== GIVEN TASK A ==
Name every stage of the torch.compile pipeline described in the course notes below.
== GIVEN TASK B ==
Extend the torch.compile course notes below, starting after their last sentence.

== DOCUMENT EXTRACT ==
Skip to content

Week 10 - torch.compile, TorchDynamo, Inductor

10.1 Conceptual Core

  • torch.compile (PyTorch 2.0+) is a JIT compiler that captures Python+PyTorch into a graph and compiles it to optimized kernels. The pipeline:
  • TorchDynamo-Python frame evaluation hook; captures bytecode into FX graphs, handles graph breaks for unsupported ops.
  • AOTAutograd-runs both forward and backward through Dynamo, partitions into a joint graph, decomposes high-level ops into a small "core ATen" set.
  • Inductor-the default backend. Lowers the FX graph to Triton kernels (for CUDA) or C++/OpenMP (for CPU). Schedules with kernel fusion.
  • The user-visible promise: ~30-50% speedup on training, more for inference, with one decorator. The reality: graph breaks and silent fallbacks make this a discipline, not a free lunch.

== DATA SUPPLIED ==
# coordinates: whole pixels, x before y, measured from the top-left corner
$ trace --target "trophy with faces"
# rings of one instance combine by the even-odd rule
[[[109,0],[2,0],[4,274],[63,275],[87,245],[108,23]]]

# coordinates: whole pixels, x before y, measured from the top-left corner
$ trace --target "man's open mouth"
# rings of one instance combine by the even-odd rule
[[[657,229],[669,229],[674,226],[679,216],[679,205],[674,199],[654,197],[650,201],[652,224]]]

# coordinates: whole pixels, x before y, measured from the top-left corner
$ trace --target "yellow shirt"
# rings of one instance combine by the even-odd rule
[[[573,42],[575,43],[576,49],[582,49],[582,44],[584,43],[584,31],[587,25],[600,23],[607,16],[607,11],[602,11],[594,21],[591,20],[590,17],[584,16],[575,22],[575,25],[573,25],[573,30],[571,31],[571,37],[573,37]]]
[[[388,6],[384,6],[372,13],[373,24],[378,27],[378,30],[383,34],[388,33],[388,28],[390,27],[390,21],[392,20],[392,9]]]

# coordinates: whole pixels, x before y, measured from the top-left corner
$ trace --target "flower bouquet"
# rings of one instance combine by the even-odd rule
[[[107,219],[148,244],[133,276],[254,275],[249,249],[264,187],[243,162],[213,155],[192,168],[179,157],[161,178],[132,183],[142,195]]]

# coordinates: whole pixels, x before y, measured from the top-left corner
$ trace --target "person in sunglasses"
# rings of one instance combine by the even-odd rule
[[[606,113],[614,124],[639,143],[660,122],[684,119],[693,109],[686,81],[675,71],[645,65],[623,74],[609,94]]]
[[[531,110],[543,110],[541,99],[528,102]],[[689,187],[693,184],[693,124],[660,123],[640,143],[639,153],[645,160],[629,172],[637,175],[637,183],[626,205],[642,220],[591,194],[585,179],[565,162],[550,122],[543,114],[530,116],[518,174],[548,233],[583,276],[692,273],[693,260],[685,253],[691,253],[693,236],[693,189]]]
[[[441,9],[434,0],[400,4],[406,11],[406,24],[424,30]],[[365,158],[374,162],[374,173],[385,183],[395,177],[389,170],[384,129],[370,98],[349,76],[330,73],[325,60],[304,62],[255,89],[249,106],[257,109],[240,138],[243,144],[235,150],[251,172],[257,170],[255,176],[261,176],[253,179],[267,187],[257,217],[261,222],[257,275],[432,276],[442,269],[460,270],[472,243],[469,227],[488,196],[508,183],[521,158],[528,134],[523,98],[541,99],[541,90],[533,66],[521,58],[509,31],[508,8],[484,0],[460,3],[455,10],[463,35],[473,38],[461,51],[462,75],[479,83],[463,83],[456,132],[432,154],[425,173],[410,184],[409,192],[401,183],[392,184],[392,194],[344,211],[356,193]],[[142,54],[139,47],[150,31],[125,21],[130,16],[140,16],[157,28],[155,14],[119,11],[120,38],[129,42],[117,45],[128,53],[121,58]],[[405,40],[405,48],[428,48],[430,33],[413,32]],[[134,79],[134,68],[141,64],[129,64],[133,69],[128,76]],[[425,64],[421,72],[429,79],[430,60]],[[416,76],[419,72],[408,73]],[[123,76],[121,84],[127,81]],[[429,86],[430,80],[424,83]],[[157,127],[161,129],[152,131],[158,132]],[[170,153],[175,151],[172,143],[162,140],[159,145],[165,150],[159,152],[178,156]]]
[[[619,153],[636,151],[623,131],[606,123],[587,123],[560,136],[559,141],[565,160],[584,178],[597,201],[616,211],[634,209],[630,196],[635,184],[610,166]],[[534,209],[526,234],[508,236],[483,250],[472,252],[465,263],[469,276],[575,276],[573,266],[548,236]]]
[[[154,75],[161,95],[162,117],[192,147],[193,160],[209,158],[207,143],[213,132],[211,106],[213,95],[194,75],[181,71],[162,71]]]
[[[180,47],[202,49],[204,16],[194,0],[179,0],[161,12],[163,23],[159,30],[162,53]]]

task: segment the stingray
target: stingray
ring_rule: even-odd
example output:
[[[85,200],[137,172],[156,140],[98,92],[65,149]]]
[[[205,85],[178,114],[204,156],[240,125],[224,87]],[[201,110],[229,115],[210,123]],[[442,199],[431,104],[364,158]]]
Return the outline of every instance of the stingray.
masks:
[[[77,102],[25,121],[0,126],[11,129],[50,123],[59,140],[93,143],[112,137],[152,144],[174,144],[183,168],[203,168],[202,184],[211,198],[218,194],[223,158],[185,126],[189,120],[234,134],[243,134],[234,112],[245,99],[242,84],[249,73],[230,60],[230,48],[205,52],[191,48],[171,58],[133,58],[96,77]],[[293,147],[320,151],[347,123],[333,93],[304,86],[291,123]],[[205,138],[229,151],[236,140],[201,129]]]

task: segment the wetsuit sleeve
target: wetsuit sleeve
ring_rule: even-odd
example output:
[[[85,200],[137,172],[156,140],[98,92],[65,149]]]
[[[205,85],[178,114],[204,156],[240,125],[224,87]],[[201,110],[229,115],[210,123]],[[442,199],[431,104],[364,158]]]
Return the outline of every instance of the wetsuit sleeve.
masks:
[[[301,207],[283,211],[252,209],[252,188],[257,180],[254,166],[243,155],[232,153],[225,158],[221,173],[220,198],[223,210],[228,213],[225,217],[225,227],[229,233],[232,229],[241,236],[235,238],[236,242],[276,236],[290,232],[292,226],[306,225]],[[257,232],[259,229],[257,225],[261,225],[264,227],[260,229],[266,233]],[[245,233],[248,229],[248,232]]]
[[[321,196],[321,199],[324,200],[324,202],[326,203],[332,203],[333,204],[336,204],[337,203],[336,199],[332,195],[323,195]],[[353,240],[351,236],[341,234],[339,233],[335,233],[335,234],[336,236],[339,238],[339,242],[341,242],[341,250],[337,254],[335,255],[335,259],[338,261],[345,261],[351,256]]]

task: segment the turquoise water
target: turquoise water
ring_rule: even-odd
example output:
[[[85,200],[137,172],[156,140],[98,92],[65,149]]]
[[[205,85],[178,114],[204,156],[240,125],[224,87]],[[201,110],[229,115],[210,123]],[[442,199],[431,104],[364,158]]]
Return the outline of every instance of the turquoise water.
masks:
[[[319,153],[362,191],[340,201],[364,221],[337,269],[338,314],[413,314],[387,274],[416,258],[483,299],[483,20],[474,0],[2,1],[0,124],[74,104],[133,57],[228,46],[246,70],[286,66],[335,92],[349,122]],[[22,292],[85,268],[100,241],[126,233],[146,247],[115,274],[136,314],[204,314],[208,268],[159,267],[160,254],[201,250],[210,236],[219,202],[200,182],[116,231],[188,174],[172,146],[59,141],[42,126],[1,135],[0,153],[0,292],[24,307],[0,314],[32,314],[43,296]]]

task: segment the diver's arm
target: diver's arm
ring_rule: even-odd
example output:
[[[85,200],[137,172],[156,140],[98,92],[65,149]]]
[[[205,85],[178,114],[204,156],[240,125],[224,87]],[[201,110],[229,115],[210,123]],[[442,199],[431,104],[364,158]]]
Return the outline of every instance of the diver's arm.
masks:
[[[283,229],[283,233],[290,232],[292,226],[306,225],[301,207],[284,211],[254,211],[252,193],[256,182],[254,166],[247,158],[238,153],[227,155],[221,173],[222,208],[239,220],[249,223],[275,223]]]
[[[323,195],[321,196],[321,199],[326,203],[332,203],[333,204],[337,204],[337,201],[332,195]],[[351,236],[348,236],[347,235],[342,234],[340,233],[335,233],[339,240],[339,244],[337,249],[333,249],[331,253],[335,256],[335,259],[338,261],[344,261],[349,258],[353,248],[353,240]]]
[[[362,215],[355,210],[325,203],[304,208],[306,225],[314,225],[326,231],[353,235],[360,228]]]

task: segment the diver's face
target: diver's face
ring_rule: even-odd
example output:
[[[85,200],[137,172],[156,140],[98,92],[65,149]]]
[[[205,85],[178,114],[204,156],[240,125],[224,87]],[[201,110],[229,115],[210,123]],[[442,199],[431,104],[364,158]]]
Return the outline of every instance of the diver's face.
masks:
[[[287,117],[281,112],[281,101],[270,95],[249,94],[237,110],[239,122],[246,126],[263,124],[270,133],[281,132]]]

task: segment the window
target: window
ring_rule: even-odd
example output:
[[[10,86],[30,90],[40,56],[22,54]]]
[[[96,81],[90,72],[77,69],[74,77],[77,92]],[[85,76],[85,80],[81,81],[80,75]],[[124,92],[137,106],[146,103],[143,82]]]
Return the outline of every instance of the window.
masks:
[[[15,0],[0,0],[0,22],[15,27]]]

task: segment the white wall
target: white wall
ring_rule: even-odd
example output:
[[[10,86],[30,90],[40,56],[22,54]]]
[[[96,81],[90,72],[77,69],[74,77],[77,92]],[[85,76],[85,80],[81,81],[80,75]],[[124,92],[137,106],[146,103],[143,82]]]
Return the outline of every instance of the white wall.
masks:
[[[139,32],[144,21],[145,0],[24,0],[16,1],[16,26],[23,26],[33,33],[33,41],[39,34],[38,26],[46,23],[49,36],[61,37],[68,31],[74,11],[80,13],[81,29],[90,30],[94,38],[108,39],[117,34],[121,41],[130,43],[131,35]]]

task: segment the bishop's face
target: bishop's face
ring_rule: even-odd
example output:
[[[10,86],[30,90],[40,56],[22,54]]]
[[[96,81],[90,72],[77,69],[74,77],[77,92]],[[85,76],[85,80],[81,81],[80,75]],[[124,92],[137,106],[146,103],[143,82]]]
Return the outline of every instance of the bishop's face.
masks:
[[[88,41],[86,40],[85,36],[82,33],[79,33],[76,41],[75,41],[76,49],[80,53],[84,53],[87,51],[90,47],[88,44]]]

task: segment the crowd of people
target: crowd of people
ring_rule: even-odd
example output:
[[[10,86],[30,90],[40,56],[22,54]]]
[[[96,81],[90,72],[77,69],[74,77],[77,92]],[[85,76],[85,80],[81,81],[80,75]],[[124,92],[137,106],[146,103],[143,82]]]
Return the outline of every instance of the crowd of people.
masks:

== EXPECTED ANSWER A ==
TorchDynamo, AOTAutograd, Inductor

== EXPECTED ANSWER B ==
10.2 Mechanical Detail

  • Graph breaks: any operation Dynamo can't trace falls back to eager. Common causes: data-dependent control flow on tensor values, print, custom Python objects, certain if patterns.
  • `torch._dynamo.explain(model)(input) - shows graph breaks with reasons.
  • `TORCH_COMPILE_DEBUG=1 - dumps every stage of compilation. Massive output; useful when debugging perf regressions.
  • Inductor codegen: TORCH_LOGS=output_code shows the generated Triton kernels. Read these-they're surprisingly readable and often reveal optimization opportunities you can replicate by hand.
  • Modes: mode="reduce-overhead" (CUDA graphs), mode="max-autotune" (heavy autotuning), default. Choose for the workload.
  • Caching: compiled artifacts cached in ~/.cache/torch_inductor. First run is slow; subsequent calls are fast.

10.3 Lab-"Compile and Compare"

Take your honest-training-loop from Month 1. Add model = torch.compile(model). Measure: 1. First-step time (compilation cost). 2. Steady-state step time vs uncompiled. 3. With TORCH_LOGS="recompiles": how many recompilations occurred? Why? 4. With mode="max-autotune": extra speed vs default? Worth the compile time?

Triage any graph breaks; report in COMPILE_LOG.md.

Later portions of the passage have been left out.